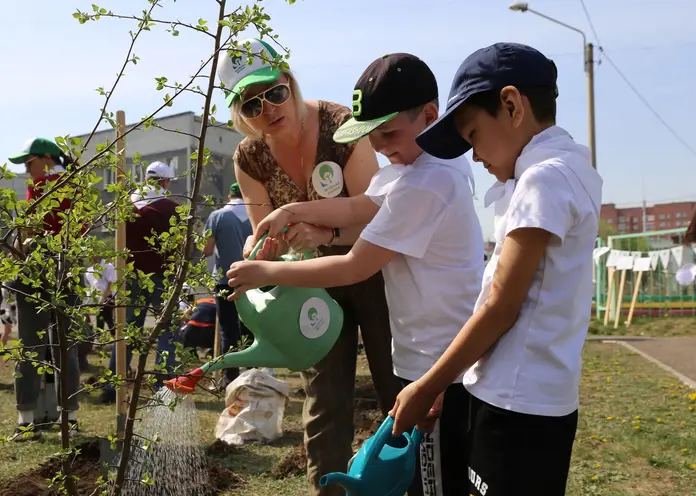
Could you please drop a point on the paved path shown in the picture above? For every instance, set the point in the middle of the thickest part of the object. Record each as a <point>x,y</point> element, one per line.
<point>676,355</point>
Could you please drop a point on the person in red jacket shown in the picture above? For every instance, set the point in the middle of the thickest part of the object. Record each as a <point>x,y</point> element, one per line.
<point>44,162</point>
<point>154,211</point>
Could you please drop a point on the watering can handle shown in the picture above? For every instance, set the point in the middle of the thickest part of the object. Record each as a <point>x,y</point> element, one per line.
<point>416,436</point>
<point>380,438</point>
<point>259,244</point>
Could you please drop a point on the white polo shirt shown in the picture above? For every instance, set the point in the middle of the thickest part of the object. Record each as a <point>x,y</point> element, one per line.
<point>535,367</point>
<point>427,215</point>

- **Problem details**: The copy must reproduce the listing above verbatim and contain no pictures.

- **Result**:
Could you please drop a point on the paved path shown in the picture above? For every instance, set the point in the middle of the thickest part of the object. Record each as a <point>x,y</point> element, one per line.
<point>676,355</point>
Could you please drop a point on the person in red jacket shown in the picture above? For every instance, set the point in the middle of the thickest part of the object. Record each as a <point>x,y</point> element, one per line.
<point>44,162</point>
<point>154,211</point>
Could you please drop a point on the watering can handle shown in the picture above? For every instance, set the point in the middle of the thickest part of the object. Record each as a <point>x,y</point> element, one per line.
<point>416,436</point>
<point>380,438</point>
<point>259,244</point>
Could you please drop a point on the white polo shirt shown in the picture above? For every instance, set the point in the middle of the thickest part of the object. Record each as a <point>x,y</point> element, one per line.
<point>535,367</point>
<point>427,215</point>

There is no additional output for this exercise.